Written instruction:
Find the line that contains "[mark] black sloth" in the entries below. Output it and each later line exactly, and nothing else.

— Start Task material —

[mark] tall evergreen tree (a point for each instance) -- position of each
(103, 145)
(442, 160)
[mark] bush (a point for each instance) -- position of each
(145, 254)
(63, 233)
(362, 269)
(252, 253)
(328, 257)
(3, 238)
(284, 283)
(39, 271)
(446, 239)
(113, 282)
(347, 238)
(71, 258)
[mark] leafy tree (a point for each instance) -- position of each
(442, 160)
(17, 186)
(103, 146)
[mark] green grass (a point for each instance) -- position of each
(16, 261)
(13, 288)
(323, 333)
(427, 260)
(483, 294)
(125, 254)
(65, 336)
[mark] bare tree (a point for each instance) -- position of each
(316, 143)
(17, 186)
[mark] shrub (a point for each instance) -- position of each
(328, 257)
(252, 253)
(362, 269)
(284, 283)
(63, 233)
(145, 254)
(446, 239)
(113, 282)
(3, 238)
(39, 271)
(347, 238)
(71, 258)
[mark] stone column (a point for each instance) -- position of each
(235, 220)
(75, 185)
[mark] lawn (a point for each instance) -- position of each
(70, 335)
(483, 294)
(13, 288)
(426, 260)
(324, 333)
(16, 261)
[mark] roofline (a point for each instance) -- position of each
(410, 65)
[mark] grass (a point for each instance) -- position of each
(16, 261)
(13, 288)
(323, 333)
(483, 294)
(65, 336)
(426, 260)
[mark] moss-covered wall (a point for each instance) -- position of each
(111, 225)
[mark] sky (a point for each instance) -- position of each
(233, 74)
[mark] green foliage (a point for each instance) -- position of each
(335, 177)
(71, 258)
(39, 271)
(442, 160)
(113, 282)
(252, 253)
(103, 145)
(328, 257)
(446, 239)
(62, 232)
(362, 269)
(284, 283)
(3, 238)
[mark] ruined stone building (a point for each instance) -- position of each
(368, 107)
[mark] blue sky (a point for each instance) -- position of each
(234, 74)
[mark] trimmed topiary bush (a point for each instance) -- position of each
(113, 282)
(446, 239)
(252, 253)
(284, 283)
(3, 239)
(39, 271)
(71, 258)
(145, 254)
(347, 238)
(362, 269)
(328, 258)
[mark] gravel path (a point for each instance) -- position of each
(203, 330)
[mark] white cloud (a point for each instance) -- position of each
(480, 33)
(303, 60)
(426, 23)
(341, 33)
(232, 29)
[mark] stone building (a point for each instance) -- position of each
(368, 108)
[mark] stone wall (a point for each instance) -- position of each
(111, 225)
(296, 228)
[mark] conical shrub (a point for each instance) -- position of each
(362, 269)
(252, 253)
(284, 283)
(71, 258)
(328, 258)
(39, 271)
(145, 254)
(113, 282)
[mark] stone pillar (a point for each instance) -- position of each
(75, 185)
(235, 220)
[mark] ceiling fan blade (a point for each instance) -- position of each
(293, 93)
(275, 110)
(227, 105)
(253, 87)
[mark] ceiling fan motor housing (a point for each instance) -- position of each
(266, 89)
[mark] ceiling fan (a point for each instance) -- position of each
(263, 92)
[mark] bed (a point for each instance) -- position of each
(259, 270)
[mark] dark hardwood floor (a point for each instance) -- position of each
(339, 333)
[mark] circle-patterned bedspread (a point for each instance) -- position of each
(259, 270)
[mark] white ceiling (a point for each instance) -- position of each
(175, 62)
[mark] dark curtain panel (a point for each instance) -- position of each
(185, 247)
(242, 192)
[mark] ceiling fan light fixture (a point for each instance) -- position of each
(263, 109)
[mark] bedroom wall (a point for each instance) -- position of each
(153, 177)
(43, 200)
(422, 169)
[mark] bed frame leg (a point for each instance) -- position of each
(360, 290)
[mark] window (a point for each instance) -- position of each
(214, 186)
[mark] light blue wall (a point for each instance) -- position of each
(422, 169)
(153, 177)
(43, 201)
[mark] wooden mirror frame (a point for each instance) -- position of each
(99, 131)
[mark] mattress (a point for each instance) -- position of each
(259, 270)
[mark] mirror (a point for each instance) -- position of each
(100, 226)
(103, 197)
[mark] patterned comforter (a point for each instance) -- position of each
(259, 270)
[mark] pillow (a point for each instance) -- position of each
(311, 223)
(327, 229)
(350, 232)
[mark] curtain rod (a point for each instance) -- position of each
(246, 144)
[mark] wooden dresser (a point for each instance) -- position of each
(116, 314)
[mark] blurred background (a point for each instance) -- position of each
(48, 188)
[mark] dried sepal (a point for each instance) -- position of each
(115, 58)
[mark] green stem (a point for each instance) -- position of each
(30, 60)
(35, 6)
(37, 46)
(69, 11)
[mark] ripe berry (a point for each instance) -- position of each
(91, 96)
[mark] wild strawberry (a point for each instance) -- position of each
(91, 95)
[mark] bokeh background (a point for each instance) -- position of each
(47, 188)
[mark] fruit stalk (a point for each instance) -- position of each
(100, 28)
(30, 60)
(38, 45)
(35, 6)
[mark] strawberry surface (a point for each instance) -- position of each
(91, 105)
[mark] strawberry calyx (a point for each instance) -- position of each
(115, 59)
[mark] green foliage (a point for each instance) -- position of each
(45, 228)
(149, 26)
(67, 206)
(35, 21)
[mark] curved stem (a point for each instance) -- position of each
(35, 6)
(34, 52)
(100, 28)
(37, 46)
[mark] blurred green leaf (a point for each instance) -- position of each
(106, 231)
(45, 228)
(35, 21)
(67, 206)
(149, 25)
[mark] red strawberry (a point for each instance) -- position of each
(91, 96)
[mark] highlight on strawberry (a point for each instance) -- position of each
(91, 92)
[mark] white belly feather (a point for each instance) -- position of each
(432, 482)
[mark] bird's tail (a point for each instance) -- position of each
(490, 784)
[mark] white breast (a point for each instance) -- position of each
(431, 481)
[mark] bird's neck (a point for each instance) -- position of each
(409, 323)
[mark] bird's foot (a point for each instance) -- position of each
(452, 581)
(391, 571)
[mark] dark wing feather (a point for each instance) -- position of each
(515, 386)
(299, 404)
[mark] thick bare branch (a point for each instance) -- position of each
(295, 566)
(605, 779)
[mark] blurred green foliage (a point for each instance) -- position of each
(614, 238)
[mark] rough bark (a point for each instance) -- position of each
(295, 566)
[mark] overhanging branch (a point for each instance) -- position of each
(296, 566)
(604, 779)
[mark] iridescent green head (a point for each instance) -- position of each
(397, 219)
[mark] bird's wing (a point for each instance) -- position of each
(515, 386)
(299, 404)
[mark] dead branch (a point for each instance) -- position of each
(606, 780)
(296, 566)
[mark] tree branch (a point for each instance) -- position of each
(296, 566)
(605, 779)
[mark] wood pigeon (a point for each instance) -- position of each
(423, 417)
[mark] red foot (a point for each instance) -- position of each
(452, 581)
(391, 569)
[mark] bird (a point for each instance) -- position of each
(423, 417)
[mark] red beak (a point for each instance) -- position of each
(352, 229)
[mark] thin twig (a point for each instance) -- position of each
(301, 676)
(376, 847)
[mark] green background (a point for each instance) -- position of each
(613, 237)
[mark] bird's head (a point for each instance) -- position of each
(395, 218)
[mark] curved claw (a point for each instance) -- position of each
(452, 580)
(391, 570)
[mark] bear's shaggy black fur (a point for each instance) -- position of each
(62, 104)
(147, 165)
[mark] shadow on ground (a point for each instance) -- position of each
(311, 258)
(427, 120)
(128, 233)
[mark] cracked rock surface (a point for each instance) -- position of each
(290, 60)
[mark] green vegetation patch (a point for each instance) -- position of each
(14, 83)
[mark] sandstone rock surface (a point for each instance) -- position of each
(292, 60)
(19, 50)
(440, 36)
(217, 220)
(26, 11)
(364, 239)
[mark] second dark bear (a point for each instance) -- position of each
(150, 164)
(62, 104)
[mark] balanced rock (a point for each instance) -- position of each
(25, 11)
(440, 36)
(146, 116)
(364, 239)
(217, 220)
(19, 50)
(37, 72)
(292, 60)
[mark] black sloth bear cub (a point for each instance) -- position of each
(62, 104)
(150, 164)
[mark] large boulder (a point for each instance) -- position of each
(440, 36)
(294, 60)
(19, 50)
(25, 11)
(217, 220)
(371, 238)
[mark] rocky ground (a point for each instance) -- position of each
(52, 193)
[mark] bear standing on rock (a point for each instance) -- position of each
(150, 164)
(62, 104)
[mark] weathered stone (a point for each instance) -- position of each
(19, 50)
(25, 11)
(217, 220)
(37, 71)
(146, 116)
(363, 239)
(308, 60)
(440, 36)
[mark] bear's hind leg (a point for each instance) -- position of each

— End Task material —

The response:
[mark] black sloth bear cub (a point for each instance) -- position of each
(62, 104)
(150, 164)
[mark] large boulder (a point for each instance) -- position of each
(440, 36)
(294, 60)
(19, 50)
(25, 11)
(217, 220)
(371, 238)
[mark] rocky ground (a point for each instance) -- position of each
(52, 193)
[mark] bear standing on rock (a point for each instance) -- position of each
(150, 164)
(62, 104)
[mark] weathered stone (a point for each instance) -- position of each
(19, 50)
(25, 11)
(217, 220)
(37, 71)
(146, 116)
(363, 239)
(308, 60)
(440, 36)
[mark] bear's hind leg (a point for each instance) -- position of each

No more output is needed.